● Requirement
Pick out each line in the records that contains the word "store", and copy those lines.

Pointing records:
┏━━

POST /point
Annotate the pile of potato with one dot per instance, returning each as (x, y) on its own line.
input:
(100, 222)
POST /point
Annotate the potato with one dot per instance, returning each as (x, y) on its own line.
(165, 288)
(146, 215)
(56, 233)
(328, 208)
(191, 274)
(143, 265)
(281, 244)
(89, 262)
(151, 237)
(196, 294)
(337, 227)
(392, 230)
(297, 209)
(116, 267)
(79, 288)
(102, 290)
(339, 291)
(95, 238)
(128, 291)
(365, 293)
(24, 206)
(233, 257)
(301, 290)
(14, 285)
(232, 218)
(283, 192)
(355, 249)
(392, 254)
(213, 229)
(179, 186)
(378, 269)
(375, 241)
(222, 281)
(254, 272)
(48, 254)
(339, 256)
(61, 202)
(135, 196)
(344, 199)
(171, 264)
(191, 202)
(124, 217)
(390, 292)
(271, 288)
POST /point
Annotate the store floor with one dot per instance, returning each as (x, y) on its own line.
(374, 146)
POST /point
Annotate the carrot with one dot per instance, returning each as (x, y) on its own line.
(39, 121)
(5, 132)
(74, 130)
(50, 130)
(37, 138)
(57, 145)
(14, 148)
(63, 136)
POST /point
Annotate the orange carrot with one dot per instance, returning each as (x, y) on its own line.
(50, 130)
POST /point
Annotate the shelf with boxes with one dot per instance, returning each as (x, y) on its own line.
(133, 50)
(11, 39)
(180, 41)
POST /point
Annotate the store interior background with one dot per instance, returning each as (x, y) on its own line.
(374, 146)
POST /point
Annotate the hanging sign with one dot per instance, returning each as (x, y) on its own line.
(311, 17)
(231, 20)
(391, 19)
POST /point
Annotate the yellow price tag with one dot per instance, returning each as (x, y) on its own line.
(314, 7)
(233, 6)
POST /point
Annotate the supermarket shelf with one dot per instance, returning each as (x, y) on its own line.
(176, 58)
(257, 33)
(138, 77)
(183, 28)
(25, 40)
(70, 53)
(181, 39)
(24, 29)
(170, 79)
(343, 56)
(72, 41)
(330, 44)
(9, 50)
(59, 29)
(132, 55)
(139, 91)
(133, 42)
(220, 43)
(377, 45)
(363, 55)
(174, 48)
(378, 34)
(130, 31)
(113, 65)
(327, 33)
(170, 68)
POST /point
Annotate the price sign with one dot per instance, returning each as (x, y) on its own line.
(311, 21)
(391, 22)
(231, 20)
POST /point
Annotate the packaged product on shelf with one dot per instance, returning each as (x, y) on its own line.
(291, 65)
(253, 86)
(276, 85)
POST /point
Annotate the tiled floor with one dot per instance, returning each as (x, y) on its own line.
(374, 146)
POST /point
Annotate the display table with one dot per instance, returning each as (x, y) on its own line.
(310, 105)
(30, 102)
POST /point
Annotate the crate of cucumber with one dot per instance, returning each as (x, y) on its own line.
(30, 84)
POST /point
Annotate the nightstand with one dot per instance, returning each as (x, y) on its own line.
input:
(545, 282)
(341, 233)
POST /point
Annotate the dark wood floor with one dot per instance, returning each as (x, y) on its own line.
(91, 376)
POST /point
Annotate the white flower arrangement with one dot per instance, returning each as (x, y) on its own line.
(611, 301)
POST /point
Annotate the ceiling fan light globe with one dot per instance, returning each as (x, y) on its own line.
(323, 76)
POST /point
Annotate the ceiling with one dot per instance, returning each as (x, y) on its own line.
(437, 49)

┗━━
┏━━

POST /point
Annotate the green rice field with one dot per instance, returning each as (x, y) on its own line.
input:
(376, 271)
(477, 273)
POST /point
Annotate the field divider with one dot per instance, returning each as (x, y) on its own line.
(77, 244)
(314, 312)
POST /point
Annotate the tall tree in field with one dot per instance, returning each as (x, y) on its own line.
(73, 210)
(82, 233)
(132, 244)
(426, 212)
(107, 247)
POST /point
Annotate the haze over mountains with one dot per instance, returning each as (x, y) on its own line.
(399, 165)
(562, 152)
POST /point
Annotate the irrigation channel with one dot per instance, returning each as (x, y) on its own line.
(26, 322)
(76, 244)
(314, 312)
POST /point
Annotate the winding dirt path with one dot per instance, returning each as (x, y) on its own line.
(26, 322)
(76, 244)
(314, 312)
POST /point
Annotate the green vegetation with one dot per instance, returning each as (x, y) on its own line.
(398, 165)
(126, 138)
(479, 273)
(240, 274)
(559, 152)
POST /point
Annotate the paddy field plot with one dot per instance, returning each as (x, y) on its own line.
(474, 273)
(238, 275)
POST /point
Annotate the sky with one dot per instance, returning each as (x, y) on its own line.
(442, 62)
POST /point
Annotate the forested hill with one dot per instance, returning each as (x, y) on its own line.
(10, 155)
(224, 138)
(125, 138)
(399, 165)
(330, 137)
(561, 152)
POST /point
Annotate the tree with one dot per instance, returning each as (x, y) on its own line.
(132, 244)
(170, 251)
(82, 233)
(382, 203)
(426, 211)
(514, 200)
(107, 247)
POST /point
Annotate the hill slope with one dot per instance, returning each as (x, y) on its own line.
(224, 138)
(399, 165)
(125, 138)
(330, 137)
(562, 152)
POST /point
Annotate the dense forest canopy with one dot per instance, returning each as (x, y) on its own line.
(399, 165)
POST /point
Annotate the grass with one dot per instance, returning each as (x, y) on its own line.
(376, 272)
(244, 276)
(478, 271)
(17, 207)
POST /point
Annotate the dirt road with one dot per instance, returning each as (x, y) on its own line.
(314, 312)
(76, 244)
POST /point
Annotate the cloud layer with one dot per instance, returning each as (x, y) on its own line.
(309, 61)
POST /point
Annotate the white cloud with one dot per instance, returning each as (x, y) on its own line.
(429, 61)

┗━━
┏━━

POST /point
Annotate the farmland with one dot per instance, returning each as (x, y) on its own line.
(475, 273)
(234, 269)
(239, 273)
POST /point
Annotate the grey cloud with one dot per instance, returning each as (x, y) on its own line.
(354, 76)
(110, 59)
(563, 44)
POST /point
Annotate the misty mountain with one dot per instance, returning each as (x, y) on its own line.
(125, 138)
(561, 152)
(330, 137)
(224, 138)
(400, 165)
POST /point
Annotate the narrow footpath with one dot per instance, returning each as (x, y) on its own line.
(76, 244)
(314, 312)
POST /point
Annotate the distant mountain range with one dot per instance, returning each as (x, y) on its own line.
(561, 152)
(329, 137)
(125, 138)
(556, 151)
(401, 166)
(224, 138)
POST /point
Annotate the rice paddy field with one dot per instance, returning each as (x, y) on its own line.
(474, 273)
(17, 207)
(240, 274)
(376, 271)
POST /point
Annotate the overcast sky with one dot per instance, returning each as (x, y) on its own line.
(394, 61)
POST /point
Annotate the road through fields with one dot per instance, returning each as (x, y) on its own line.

┗━━

● The result
Annotate the store floor with one dot per instance, returning each as (x, y) on its own line.
Annotate the store interior background with one dot per instance, returning each as (x, y) on its own line.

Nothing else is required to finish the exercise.